◆ REGISTROS DE ENTRADA:
■ ■ ■ ■ ■ ■ ■
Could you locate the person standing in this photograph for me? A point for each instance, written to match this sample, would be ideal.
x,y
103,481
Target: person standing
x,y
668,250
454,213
■ ■ ■ ■ ■ ■ ■
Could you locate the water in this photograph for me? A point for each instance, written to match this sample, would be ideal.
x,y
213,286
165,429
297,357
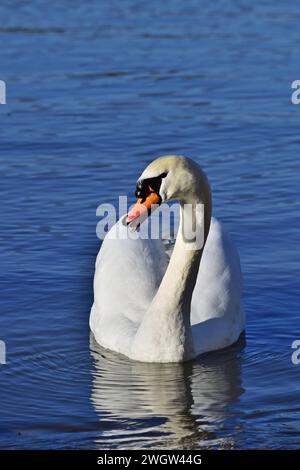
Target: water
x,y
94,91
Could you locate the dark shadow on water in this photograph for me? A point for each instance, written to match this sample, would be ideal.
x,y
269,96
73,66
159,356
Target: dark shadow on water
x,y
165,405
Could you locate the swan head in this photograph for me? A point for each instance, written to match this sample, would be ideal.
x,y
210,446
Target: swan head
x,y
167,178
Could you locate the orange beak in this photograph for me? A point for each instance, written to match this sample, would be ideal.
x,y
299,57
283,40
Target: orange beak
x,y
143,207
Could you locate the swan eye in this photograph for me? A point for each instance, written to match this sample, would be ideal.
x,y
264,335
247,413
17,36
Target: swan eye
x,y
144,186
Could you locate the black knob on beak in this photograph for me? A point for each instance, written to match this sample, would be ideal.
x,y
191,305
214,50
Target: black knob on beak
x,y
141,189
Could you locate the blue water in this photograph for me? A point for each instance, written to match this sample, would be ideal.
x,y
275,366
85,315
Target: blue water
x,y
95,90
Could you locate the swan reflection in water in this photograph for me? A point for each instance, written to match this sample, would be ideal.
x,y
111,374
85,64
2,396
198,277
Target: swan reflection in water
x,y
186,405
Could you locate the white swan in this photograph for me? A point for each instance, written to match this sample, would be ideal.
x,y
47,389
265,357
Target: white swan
■ ■ ■ ■ ■ ■ ■
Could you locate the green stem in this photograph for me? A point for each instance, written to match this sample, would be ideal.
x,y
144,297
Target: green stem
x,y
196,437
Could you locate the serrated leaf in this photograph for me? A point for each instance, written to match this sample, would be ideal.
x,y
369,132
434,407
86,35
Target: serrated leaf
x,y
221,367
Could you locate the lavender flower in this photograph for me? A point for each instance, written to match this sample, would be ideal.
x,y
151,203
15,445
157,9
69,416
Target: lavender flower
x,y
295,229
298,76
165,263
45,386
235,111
■ ■ ■ ■ ■ ■ ■
◆ OBJETIVO DEL EJERCICIO: Enumera cada línea de los registros anteriores en la que aparezca la palabra "black".

◆ RESPUESTA COMPLETA:
Could you locate the black knob on beak in this photograph for me? A point for each instance, written to match this sample, would be ideal.
Target: black knob on beak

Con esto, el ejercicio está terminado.